WHAT IS NEEDED:
Nothing but an exact copy is wanted: the line with "Provide the pixel coordinates of one point on the eyelash, a" and each line after it in the data below, last line included.

TASK INPUTS:

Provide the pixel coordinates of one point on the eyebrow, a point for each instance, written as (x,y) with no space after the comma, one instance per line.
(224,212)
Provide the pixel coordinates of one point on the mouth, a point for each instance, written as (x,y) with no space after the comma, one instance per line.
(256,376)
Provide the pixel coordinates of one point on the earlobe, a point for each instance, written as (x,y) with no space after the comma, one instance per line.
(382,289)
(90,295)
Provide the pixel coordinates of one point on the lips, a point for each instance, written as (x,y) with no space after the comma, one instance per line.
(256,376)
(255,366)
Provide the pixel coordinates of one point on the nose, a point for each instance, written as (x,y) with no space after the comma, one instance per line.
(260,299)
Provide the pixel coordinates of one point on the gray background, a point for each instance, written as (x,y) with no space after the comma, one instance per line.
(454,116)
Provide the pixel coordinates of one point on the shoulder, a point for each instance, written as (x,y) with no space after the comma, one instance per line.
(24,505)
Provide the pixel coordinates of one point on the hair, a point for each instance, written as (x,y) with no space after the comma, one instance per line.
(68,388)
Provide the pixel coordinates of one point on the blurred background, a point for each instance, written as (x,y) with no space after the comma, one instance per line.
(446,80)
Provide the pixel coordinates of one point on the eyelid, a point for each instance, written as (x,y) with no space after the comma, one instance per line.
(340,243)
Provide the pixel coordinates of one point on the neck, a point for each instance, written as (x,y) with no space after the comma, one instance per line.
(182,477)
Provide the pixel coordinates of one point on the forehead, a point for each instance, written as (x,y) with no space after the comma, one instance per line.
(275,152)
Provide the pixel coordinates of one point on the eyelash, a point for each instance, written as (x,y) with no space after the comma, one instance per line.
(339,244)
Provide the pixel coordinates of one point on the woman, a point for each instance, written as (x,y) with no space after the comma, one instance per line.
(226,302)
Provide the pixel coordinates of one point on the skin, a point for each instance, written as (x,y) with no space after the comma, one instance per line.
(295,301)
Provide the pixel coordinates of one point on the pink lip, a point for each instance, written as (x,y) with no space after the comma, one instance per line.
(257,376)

REPLY:
Provide the pixel coordinates of one point on the eyelash, a point for each instance, written as (x,y) with no space after the comma, one instance per line.
(339,244)
Provide the pixel coordinates of one point on the woman, a point for each instance, written as (x,y) with no space after the comma, one instance per line.
(226,302)
Provide the pixel coordinates of one point on the skin, a point for each instance, written as (x,y) with no space after the comma, one instance per line.
(295,301)
Provide the pixel coordinates of one point on the pink lip, a point for each instance, written as (x,y) with no space after the comma, one instance per line.
(257,376)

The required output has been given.